▸ Raw records

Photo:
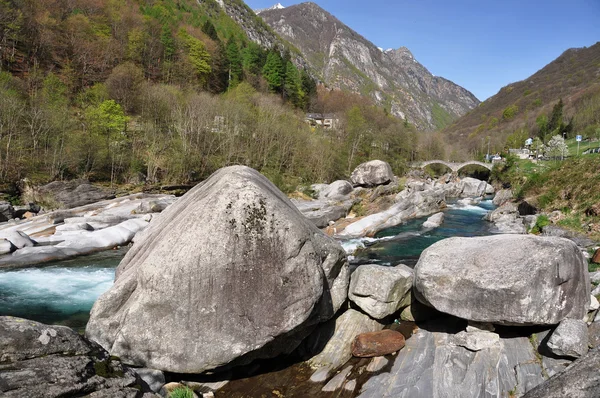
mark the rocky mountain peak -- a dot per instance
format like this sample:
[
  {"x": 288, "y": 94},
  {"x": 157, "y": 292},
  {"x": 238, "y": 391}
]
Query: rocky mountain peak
[{"x": 344, "y": 59}]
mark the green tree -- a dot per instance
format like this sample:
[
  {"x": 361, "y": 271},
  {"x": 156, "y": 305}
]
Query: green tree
[
  {"x": 234, "y": 61},
  {"x": 292, "y": 87},
  {"x": 274, "y": 71}
]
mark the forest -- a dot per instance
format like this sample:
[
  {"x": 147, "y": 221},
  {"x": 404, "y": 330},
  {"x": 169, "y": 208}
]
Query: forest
[{"x": 167, "y": 92}]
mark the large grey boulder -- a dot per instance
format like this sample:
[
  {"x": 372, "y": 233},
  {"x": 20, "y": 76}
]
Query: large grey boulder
[
  {"x": 336, "y": 190},
  {"x": 569, "y": 339},
  {"x": 369, "y": 174},
  {"x": 505, "y": 279},
  {"x": 229, "y": 273},
  {"x": 580, "y": 380},
  {"x": 502, "y": 196},
  {"x": 38, "y": 360},
  {"x": 381, "y": 291},
  {"x": 472, "y": 187}
]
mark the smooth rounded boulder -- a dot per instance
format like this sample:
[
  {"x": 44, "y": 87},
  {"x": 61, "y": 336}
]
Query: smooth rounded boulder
[
  {"x": 505, "y": 279},
  {"x": 373, "y": 173},
  {"x": 229, "y": 273}
]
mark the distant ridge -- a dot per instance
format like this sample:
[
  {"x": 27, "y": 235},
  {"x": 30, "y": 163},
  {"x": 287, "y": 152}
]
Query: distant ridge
[{"x": 344, "y": 59}]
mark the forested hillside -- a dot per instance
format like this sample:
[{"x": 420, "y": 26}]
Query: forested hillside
[
  {"x": 169, "y": 91},
  {"x": 563, "y": 97}
]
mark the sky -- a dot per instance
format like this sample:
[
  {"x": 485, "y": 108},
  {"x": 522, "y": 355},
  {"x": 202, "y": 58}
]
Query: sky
[{"x": 482, "y": 45}]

▸ Description of the task
Rewrite the material above as a JSON list of strings, one string per line, with blank lines left out and the pictures omitted.

▸ Complete answer
[
  "Photo:",
  "mark the rocky mountain peak -- a dot per instance",
  "format like this sample:",
  "[",
  "  {\"x\": 288, \"y\": 94},",
  "  {\"x\": 157, \"y\": 292},",
  "  {\"x\": 238, \"y\": 391}",
  "]",
  "Query: rocky mountain peak",
  "[{\"x\": 344, \"y\": 59}]",
  "mark the green tree -- a dot per instance",
  "format like this sample:",
  "[",
  "  {\"x\": 361, \"y\": 271},",
  "  {\"x\": 156, \"y\": 305}",
  "]",
  "Query: green tree",
  "[",
  "  {\"x\": 234, \"y\": 61},",
  "  {\"x\": 292, \"y\": 87},",
  "  {\"x\": 274, \"y\": 71}",
  "]",
  "mark the forest -- a dot per instance",
  "format like this sample:",
  "[",
  "  {\"x\": 147, \"y\": 221},",
  "  {\"x\": 404, \"y\": 330},",
  "  {\"x\": 169, \"y\": 208}",
  "]",
  "Query: forest",
  "[{\"x\": 167, \"y\": 92}]",
  "mark the large grey boulder -- a dot per instance",
  "format like this sample:",
  "[",
  "  {\"x\": 372, \"y\": 233},",
  "  {\"x\": 20, \"y\": 76}",
  "]",
  "Query: large grey boulder",
  "[",
  "  {\"x\": 336, \"y\": 190},",
  "  {\"x\": 569, \"y\": 339},",
  "  {\"x\": 369, \"y\": 174},",
  "  {\"x\": 505, \"y\": 279},",
  "  {\"x\": 229, \"y\": 273},",
  "  {\"x\": 580, \"y\": 380},",
  "  {\"x\": 502, \"y\": 196},",
  "  {\"x\": 38, \"y\": 360},",
  "  {\"x\": 381, \"y\": 291},",
  "  {\"x\": 472, \"y\": 187}",
  "]",
  "mark the smooth rounded boulder -- a dot per instance",
  "format like this sample:",
  "[",
  "  {\"x\": 44, \"y\": 87},",
  "  {\"x\": 61, \"y\": 336}",
  "]",
  "Query: smooth rounded boulder",
  "[",
  "  {\"x\": 505, \"y\": 279},",
  "  {\"x\": 373, \"y\": 173},",
  "  {\"x\": 229, \"y\": 273}",
  "]",
  "mark the distant ridge -- a dot per instance",
  "format like this sample:",
  "[",
  "  {\"x\": 27, \"y\": 235},",
  "  {\"x\": 30, \"y\": 163},",
  "  {\"x\": 287, \"y\": 152}",
  "]",
  "Query: distant ridge",
  "[{\"x\": 344, \"y\": 59}]",
  "mark the forested hillside -- a dot per instance",
  "format like this sample:",
  "[{\"x\": 420, \"y\": 26}]",
  "Query: forested hillside",
  "[",
  "  {\"x\": 169, \"y\": 91},",
  "  {\"x\": 563, \"y\": 97}",
  "]",
  "mark the sky -- a dot per instance",
  "format like this sample:",
  "[",
  "  {\"x\": 485, \"y\": 108},",
  "  {\"x\": 522, \"y\": 355},",
  "  {\"x\": 202, \"y\": 58}",
  "]",
  "Query: sky",
  "[{\"x\": 482, \"y\": 45}]"
]